§ **REQUEST**
Please copy exactly the lines that begin with the one containing "Objective — one dot on each instance of the beige" and end with the last line of the entries.

** begin EXERCISE INPUT **

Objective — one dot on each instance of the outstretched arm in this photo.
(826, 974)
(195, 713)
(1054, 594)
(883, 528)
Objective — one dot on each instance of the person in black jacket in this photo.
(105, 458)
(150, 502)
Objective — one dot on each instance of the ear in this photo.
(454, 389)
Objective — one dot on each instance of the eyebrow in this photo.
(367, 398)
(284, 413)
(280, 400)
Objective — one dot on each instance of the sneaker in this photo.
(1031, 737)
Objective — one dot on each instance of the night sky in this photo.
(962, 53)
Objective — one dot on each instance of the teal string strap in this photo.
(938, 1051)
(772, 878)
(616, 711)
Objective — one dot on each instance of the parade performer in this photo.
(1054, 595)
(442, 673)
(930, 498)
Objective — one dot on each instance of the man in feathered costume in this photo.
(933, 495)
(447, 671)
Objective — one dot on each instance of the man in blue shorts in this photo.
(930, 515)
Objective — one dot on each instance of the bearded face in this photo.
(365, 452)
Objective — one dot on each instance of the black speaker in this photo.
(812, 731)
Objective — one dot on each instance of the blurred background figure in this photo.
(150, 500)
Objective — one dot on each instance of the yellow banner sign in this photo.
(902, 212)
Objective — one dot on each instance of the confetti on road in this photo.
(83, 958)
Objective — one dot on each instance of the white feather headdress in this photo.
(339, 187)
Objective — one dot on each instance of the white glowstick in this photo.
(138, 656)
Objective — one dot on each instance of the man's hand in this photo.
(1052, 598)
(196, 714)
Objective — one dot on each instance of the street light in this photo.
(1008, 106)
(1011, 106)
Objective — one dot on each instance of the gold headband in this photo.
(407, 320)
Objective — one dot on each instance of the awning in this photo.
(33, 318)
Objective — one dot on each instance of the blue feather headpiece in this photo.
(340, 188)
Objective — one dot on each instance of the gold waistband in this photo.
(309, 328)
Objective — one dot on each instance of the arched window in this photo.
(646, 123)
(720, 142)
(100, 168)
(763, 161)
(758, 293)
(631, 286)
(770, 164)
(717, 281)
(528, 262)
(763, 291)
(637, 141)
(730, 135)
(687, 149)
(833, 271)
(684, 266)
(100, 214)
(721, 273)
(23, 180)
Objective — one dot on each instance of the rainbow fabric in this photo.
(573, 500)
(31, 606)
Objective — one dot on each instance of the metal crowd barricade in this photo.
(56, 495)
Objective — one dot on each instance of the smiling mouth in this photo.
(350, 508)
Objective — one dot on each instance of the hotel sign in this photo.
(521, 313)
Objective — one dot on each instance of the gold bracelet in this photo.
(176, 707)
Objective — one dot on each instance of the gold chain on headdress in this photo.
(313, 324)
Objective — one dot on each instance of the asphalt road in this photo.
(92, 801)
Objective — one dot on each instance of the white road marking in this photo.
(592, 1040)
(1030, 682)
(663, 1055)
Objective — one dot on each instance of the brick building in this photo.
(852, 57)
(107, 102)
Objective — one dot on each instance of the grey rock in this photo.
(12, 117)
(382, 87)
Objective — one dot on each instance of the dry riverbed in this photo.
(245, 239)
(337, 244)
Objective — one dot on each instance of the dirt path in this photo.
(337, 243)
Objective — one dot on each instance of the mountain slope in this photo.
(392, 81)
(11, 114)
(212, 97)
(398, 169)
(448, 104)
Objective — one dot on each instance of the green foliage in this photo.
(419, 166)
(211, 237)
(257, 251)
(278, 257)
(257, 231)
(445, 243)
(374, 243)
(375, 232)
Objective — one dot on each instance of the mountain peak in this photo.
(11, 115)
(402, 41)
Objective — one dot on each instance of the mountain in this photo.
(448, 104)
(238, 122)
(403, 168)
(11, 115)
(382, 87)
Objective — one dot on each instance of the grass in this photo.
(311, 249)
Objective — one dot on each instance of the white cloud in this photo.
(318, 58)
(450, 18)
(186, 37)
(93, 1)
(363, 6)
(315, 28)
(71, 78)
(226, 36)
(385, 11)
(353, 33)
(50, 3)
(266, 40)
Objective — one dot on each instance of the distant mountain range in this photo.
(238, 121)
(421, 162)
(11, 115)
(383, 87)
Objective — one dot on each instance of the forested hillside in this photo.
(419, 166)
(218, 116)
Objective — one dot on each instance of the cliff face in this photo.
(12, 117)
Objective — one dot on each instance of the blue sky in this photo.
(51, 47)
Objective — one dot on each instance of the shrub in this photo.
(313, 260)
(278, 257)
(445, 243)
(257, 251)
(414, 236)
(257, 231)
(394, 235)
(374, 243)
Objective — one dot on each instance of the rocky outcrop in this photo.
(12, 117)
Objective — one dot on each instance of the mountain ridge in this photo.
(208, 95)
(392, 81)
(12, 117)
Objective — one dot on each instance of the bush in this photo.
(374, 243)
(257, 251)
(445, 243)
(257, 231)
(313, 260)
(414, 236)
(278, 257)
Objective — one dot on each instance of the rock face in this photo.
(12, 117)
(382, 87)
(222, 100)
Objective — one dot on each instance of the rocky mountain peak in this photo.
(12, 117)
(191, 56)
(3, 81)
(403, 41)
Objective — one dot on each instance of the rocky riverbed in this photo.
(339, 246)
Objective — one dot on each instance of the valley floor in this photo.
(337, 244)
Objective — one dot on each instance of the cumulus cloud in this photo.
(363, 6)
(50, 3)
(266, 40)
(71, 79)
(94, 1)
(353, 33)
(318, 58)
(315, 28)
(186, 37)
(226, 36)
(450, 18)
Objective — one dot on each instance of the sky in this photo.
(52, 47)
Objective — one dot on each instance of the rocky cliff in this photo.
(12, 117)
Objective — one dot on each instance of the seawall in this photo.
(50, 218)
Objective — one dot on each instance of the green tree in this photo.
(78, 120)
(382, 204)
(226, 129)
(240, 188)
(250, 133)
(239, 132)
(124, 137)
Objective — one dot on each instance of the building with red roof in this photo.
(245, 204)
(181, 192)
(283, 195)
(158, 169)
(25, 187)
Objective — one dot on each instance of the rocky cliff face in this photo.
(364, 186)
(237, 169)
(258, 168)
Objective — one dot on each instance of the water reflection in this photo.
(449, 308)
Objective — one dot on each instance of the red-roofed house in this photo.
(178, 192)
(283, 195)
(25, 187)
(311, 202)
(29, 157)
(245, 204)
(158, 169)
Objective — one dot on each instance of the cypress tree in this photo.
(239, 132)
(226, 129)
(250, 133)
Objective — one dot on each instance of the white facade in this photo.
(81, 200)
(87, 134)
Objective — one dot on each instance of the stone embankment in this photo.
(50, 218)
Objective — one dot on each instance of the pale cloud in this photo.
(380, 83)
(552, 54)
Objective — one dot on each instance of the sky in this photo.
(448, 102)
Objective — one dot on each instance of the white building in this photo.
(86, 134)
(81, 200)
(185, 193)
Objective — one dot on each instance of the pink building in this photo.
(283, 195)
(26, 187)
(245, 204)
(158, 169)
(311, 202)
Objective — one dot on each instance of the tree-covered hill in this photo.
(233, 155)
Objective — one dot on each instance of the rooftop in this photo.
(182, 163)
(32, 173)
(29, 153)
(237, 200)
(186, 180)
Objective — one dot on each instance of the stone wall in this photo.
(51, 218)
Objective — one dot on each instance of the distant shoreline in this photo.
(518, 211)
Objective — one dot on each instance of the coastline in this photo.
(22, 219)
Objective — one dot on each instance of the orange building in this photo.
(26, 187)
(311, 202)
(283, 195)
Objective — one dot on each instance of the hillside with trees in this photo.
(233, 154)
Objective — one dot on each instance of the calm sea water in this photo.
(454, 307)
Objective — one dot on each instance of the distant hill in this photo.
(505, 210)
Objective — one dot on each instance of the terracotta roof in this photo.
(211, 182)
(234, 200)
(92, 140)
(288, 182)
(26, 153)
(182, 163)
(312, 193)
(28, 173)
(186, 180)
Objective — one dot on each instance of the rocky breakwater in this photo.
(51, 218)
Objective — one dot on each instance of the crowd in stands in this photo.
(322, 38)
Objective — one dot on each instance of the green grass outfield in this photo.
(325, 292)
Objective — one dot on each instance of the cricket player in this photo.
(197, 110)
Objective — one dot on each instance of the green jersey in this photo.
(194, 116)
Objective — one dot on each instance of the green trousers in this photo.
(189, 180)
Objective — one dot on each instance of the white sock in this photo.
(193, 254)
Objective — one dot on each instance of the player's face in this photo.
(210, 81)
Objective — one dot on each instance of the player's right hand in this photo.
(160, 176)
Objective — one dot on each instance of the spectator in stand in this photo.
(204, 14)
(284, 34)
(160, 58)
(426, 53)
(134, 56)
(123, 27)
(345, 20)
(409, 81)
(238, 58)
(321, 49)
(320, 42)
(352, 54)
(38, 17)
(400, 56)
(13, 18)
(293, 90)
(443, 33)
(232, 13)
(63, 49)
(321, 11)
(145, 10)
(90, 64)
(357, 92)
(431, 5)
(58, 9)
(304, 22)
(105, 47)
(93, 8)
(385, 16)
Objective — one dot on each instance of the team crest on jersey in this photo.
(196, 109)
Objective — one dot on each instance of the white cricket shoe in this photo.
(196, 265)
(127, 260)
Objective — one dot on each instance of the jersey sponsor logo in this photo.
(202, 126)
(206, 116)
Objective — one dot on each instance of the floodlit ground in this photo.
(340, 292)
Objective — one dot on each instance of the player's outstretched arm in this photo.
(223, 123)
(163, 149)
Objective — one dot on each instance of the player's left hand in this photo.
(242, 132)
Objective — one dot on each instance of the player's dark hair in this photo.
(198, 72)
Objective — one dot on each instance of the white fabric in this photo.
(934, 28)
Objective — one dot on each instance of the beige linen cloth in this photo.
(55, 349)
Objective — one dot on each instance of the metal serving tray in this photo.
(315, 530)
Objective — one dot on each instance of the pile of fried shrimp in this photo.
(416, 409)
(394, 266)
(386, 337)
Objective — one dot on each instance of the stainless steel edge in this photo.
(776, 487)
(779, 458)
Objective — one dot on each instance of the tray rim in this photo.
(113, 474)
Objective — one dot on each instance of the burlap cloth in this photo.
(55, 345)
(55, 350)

** end EXERCISE INPUT **

§ **RESPONSE TO THIS TASK**
Objective — one dot on each instance of the beige linen cloth in this photo.
(55, 349)
Objective — one dot on each instance of the metal serving tray in this photo.
(315, 530)
Objective — one dot on each instance of the pile of fried shrimp in this photo.
(416, 409)
(394, 266)
(386, 337)
Objective — one dot on each instance of the stainless steel edge in this photo.
(776, 487)
(779, 458)
Objective — one dot on each instance of the tray rim in this photo.
(113, 474)
Objective — one dot on each instance of the burlap cloth in this photo.
(55, 345)
(55, 350)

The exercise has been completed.